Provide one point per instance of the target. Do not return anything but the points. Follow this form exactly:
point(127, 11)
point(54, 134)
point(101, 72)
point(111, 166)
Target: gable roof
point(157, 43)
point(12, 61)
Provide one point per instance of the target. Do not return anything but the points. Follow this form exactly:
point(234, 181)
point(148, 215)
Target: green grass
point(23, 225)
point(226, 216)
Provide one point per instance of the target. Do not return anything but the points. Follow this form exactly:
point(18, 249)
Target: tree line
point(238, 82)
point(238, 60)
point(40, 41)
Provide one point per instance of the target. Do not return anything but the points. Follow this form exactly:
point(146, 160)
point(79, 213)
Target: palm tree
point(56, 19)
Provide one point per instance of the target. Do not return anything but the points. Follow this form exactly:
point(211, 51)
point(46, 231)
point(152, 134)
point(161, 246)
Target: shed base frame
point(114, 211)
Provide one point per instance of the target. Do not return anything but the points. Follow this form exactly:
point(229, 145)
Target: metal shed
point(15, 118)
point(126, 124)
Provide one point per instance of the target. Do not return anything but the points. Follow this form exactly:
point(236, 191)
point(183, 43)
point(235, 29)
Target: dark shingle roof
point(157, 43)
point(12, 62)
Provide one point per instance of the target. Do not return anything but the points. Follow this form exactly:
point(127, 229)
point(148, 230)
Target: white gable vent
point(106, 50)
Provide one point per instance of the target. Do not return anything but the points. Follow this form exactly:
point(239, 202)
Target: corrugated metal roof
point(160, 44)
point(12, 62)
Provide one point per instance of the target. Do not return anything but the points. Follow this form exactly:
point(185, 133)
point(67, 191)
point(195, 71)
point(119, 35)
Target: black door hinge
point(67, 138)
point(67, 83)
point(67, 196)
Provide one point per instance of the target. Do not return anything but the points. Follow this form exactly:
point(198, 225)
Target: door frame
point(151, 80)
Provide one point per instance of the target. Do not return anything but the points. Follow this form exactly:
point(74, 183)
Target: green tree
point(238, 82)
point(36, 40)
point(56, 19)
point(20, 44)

────────────────────────────────────────

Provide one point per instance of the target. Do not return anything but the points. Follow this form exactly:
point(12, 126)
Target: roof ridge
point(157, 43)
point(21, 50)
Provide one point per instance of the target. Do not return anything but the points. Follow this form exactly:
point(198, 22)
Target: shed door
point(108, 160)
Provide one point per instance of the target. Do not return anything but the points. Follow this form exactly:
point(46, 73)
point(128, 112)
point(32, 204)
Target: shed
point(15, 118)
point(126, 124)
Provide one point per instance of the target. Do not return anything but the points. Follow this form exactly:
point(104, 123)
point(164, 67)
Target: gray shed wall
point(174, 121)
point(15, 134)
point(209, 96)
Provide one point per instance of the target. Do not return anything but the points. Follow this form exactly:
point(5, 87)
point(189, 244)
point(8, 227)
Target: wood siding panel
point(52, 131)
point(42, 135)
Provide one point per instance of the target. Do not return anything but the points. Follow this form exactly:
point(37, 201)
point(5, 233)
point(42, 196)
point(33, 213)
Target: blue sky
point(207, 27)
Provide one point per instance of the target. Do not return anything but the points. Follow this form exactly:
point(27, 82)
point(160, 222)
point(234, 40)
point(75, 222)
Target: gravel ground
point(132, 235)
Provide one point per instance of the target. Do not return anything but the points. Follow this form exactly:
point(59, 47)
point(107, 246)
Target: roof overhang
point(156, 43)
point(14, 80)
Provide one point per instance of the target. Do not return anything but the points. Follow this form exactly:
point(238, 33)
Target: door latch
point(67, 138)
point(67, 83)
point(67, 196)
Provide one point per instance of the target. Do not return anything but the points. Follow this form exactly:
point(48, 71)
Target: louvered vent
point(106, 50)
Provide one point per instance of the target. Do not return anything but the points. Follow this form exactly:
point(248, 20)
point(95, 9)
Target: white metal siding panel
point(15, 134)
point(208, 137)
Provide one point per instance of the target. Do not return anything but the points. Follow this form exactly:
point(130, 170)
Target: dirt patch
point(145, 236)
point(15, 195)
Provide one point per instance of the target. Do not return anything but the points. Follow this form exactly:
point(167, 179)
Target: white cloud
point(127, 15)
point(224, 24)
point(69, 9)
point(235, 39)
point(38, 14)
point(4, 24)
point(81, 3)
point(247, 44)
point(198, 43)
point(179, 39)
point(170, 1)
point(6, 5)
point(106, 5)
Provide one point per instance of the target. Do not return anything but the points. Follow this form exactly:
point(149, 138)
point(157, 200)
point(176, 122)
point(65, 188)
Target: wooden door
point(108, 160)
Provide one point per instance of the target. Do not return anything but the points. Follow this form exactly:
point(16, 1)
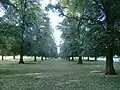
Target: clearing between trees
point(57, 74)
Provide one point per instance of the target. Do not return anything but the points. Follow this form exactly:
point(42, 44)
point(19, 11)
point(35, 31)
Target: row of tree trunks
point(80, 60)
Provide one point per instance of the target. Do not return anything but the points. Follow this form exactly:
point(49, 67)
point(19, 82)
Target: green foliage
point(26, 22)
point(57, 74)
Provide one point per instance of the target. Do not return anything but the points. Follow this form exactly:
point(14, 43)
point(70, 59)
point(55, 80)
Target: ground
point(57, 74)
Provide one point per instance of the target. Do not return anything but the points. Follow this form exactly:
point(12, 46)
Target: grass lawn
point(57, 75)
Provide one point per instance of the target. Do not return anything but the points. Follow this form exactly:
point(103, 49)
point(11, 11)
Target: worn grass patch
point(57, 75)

────────────────────────────────────────

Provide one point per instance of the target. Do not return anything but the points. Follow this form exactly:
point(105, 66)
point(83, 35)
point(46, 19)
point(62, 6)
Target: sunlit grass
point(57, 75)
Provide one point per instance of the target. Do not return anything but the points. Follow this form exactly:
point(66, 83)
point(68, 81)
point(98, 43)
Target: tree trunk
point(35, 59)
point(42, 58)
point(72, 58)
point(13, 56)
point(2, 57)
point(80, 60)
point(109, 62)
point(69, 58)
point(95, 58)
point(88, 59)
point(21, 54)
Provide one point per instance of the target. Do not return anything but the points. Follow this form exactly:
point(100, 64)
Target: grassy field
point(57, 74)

────────────────────────────────────────

### EXERCISE
Find each line in the records that contains the word "green", matching case exactly, and copy those lines.

### EXERCISE RESULT
Target: green grass
Target: green tree
Target: green foliage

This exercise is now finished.